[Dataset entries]
--- Begin ---

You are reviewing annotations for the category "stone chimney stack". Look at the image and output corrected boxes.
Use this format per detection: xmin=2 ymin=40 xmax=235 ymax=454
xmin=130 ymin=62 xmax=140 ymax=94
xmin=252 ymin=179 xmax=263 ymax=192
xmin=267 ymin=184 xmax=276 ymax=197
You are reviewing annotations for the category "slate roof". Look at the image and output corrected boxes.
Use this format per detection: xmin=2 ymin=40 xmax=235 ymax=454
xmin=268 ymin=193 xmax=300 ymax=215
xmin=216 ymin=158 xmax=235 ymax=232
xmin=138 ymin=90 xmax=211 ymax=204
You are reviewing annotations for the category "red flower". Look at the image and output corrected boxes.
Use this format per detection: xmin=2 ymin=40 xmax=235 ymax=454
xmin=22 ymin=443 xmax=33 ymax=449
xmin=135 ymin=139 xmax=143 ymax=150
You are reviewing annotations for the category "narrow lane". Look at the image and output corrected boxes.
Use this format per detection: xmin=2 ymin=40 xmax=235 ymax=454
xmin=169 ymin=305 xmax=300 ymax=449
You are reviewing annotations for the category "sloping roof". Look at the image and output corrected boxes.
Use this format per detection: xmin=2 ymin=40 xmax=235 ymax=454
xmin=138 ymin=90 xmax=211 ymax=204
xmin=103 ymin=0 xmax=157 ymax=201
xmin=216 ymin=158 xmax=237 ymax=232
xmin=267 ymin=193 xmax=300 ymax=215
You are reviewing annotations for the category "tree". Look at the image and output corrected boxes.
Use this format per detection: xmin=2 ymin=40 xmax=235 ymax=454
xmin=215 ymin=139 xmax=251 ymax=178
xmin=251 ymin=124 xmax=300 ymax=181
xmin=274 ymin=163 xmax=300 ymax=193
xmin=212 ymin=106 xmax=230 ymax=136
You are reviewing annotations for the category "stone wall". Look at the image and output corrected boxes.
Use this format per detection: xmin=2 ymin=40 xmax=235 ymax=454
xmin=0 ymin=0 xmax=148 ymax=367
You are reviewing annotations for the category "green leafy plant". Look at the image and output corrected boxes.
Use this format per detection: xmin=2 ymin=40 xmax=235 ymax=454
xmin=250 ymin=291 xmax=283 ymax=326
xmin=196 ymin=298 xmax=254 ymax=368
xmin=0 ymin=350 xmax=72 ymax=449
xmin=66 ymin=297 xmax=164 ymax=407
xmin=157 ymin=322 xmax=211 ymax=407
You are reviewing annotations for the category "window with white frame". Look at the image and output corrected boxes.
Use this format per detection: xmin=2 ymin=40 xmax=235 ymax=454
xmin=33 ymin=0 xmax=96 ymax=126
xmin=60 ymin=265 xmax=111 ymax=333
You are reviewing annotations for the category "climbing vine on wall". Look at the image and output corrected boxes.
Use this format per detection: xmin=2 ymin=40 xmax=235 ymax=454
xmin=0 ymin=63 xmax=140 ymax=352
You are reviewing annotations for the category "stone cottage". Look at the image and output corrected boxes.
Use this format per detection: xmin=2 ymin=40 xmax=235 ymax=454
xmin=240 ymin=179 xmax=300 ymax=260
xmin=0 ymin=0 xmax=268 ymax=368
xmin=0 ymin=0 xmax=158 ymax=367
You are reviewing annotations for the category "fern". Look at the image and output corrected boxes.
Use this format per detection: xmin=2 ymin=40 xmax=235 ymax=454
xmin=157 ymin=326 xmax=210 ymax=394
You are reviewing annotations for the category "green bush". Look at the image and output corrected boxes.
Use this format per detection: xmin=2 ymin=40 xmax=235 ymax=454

--- End ---

* [What is being asked]:
How many lines in the data above contain the string "wall"? Reply with the number only.

* [Written response]:
2